** start RECORD LIST **

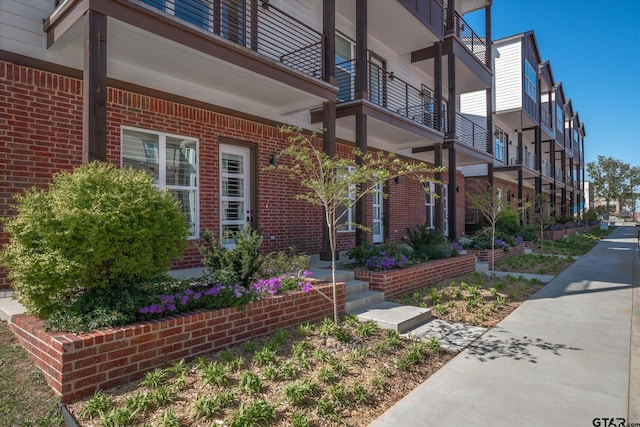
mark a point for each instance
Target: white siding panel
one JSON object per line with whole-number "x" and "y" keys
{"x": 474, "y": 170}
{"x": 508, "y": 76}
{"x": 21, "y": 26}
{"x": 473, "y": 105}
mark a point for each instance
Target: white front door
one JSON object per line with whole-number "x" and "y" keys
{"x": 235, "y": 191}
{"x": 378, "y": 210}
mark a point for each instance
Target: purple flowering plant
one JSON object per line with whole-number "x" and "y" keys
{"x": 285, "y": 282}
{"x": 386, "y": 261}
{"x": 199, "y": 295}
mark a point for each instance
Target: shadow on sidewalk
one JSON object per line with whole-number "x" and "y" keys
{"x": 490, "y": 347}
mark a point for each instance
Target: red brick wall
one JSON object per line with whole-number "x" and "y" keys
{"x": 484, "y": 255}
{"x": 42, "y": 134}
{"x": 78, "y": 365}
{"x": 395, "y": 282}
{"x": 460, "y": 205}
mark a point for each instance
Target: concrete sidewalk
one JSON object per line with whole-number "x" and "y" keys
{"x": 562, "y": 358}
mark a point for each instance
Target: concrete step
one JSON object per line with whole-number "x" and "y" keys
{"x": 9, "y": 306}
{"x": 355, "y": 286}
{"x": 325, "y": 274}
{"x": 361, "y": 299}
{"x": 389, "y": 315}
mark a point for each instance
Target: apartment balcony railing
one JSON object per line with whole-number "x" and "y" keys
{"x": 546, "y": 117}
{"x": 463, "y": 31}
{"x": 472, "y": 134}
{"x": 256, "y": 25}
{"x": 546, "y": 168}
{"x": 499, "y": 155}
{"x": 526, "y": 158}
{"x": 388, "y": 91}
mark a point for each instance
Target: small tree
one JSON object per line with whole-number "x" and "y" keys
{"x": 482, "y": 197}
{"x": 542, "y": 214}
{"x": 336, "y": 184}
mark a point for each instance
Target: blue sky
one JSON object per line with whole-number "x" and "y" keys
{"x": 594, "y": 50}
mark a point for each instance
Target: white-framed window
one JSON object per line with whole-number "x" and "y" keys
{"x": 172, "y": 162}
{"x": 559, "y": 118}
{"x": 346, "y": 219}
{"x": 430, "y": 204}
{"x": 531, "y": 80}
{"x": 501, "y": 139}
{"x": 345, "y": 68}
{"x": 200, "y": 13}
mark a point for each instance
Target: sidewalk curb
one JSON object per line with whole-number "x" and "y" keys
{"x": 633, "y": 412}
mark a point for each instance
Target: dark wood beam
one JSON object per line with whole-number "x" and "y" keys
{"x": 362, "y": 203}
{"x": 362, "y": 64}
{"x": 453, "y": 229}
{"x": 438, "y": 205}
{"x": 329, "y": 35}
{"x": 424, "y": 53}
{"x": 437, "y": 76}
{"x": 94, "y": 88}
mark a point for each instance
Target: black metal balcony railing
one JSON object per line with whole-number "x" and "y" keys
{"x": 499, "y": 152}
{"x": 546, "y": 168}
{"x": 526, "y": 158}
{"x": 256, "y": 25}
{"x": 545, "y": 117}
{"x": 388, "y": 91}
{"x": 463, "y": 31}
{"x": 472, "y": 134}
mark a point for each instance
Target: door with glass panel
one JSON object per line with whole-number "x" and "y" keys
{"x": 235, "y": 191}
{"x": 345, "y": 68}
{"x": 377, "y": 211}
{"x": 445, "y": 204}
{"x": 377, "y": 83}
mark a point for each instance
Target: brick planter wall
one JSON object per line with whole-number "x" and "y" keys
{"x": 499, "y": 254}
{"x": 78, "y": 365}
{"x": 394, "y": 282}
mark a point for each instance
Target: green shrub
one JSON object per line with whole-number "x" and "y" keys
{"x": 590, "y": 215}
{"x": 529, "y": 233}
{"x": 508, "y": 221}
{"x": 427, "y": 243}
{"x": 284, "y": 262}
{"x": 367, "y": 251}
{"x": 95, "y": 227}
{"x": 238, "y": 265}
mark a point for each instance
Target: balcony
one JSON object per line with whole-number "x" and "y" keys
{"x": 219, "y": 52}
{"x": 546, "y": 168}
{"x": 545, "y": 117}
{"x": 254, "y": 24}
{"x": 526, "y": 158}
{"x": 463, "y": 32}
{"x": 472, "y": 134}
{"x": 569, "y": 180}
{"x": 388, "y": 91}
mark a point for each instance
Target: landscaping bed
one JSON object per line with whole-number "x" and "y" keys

** end RECORD LIST **

▶ [TASK DIRECTIONS]: Without including any picture, repeat the data exactly.

▶ [SOLUTION]:
mark a point for each instance
Target: white siding panel
one JSON object per line with whole-number "x" and "y" keys
{"x": 474, "y": 170}
{"x": 508, "y": 76}
{"x": 21, "y": 26}
{"x": 473, "y": 105}
mark a point for each instance
Target: white front door
one JSON object per line with whole-number "x" and "y" keys
{"x": 235, "y": 191}
{"x": 378, "y": 210}
mark a point for each instance
Target: purple flowering plant
one JSON object per line with whole-number "x" and "y" keys
{"x": 285, "y": 282}
{"x": 386, "y": 261}
{"x": 199, "y": 295}
mark a point for each instance
Target: shadow on sidewalk
one JSON object per line with whole-number "x" and "y" keys
{"x": 490, "y": 347}
mark a point for each instance
Target: red brick wall
one JSON object per line with whole-number "x" and "y" keys
{"x": 484, "y": 255}
{"x": 42, "y": 134}
{"x": 78, "y": 365}
{"x": 395, "y": 282}
{"x": 460, "y": 205}
mark a point for each instance
Target: concrete sidewalk
one JSON object per line with whole-number "x" and "y" keys
{"x": 562, "y": 358}
mark a point for each instance
Target: concrete step
one JSON object per line with whole-number "x" and "y" keys
{"x": 9, "y": 306}
{"x": 355, "y": 286}
{"x": 325, "y": 274}
{"x": 361, "y": 299}
{"x": 389, "y": 315}
mark a point for each instance
Target: apartment balcony railing
one JSON object per line with whole-number "x" and "y" keys
{"x": 546, "y": 117}
{"x": 463, "y": 31}
{"x": 472, "y": 134}
{"x": 256, "y": 25}
{"x": 546, "y": 168}
{"x": 499, "y": 155}
{"x": 526, "y": 158}
{"x": 388, "y": 91}
mark a point for each instance
Target: small tree
one JSON object per line with whole-number "x" and "y" keys
{"x": 482, "y": 197}
{"x": 542, "y": 214}
{"x": 336, "y": 184}
mark a point for each instance
Target: blue sky
one JSON object per line with whole-number "x" and "y" keys
{"x": 594, "y": 50}
mark a point for each instance
Target: white-framed window
one JSON object per line with whole-number "x" and "y" keys
{"x": 172, "y": 162}
{"x": 559, "y": 118}
{"x": 346, "y": 219}
{"x": 430, "y": 204}
{"x": 531, "y": 80}
{"x": 501, "y": 139}
{"x": 345, "y": 68}
{"x": 200, "y": 13}
mark a point for each instance
Target: sidewalk curb
one JSON object per line with whole-number "x" and "y" keys
{"x": 633, "y": 412}
mark a point for each instance
Target: dark wood beam
one JSON object per line with whole-number "x" and "y" keys
{"x": 362, "y": 203}
{"x": 362, "y": 64}
{"x": 453, "y": 229}
{"x": 438, "y": 205}
{"x": 329, "y": 35}
{"x": 424, "y": 53}
{"x": 437, "y": 76}
{"x": 94, "y": 88}
mark a point for each instance
Target: black metal balcony railing
one JSON object per line with whole-number "x" and "y" keys
{"x": 499, "y": 152}
{"x": 546, "y": 168}
{"x": 526, "y": 158}
{"x": 256, "y": 25}
{"x": 545, "y": 117}
{"x": 388, "y": 91}
{"x": 463, "y": 31}
{"x": 472, "y": 134}
mark a point for each instance
Target: door with glass panel
one JSON object per line with whole-number "x" and "y" keys
{"x": 235, "y": 191}
{"x": 345, "y": 68}
{"x": 377, "y": 211}
{"x": 445, "y": 204}
{"x": 377, "y": 83}
mark a point for each instance
Target: brick planter wall
one JSON object per line with whole-number "x" and "y" keys
{"x": 499, "y": 254}
{"x": 78, "y": 365}
{"x": 394, "y": 282}
mark a point for each instance
Target: green shrub
one JSON object per line with whole-number "x" and "y" keys
{"x": 590, "y": 215}
{"x": 529, "y": 233}
{"x": 508, "y": 221}
{"x": 427, "y": 243}
{"x": 284, "y": 262}
{"x": 367, "y": 251}
{"x": 95, "y": 227}
{"x": 238, "y": 265}
mark a point for each instance
Target: balcony
one JSON object per line with whole-number "x" and "y" keys
{"x": 219, "y": 52}
{"x": 546, "y": 168}
{"x": 545, "y": 117}
{"x": 254, "y": 24}
{"x": 526, "y": 158}
{"x": 463, "y": 32}
{"x": 472, "y": 134}
{"x": 569, "y": 180}
{"x": 388, "y": 91}
mark a point for each instance
Target: landscaping bed
one JSON object per line with whole-number "x" and "y" keys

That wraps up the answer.